## WRITTEN TASK
Print each of the records below word for word, leaving the pictures out of your answer.

(Items drawn from a data source)

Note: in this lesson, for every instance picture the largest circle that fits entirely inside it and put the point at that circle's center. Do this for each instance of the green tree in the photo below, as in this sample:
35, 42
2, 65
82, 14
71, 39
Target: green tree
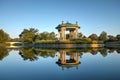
118, 37
29, 35
3, 36
93, 36
47, 36
103, 36
52, 36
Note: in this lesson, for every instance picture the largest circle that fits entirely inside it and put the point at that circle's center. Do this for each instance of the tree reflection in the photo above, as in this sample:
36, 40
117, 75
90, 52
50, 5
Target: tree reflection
72, 61
33, 54
3, 52
28, 54
103, 52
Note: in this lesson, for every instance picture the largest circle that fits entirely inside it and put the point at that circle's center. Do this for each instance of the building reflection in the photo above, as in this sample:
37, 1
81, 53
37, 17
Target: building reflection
68, 59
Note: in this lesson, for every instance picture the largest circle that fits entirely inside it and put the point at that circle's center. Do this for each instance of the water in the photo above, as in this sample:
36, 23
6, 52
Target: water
44, 64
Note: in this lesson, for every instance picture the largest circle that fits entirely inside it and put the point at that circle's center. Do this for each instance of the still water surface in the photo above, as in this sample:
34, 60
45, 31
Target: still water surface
65, 64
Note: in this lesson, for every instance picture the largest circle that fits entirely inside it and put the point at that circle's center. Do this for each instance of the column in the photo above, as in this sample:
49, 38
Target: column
63, 33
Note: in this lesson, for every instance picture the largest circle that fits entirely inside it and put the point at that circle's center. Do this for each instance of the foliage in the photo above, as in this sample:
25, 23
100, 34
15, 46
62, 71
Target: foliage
118, 37
3, 52
29, 35
93, 36
103, 36
47, 36
3, 36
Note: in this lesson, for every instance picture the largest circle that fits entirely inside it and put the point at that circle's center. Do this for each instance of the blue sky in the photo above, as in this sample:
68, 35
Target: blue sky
93, 16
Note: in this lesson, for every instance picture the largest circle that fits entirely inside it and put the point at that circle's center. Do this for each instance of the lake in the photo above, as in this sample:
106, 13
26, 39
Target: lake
59, 64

## EXERCISE OUTPUT
Note: in this lesson, for every instance picture the largest circle that fits entirely inside it and put the point at that circle's center. Do this for each instance of the green tree in the photo below, as in this sample:
35, 42
2, 65
82, 14
71, 39
Target: green tree
118, 37
29, 35
3, 36
93, 36
47, 36
103, 36
52, 36
Note: in this lesson, for every instance picture the largest circle that fits entirely inside it and put the point at that circle's center. Do this for each instance of the tree reflection in the photo above, as in this sample:
36, 40
117, 75
90, 52
50, 5
Target: tree reflection
72, 61
33, 54
3, 52
28, 54
103, 52
Note: in this lesson, for every instance picture the largest circle that fits entirely inside it and put the point at that circle's center. Do this for each instance of the building reflection in the photo above, as in this sample:
37, 1
81, 53
37, 17
Target: building reflection
68, 59
Note: in this lesson, for every instance picture the largest circle that fits entirely inside it and put the point at that circle's center. Do this for each instance of the water in the photo above, as in this sample:
36, 23
6, 52
Target: water
44, 64
Note: in this lesson, for every instance picture the largest circle that fits entirely inside it and put the point at that circle's center. Do this for each instance of the still water surface in the photo above, as in this sample:
34, 60
45, 31
Target: still water surface
65, 64
Note: in this lesson, for every instance picture the largest circle that fits entirely inside it and put the point at that circle's center. Do this for each instance of the column in the photo above, as in this sample:
49, 38
Target: column
63, 33
Note: in this lesson, for every instance picture the largest circle that fits entirely inside it and put the point at that circle's center. Do this for each instance of the foliage in the photo above, as in this sample:
25, 23
100, 34
15, 46
62, 71
Target: foliage
118, 37
3, 52
29, 35
93, 36
103, 36
47, 36
3, 36
Note: in this lesson, for every instance picture the largest circle that fits entirely inside it and put the point at that circle's center. Do this for each instance of the blue sky in the photo above, as in this sample:
68, 35
Target: blue sky
93, 16
Note: in this lesson, for every instance picture the largest circle that fits entirely inside it and put the point at that circle's center. Do this for each instance of the lake in the photo above, as in this sample:
106, 13
26, 39
Target: lake
59, 64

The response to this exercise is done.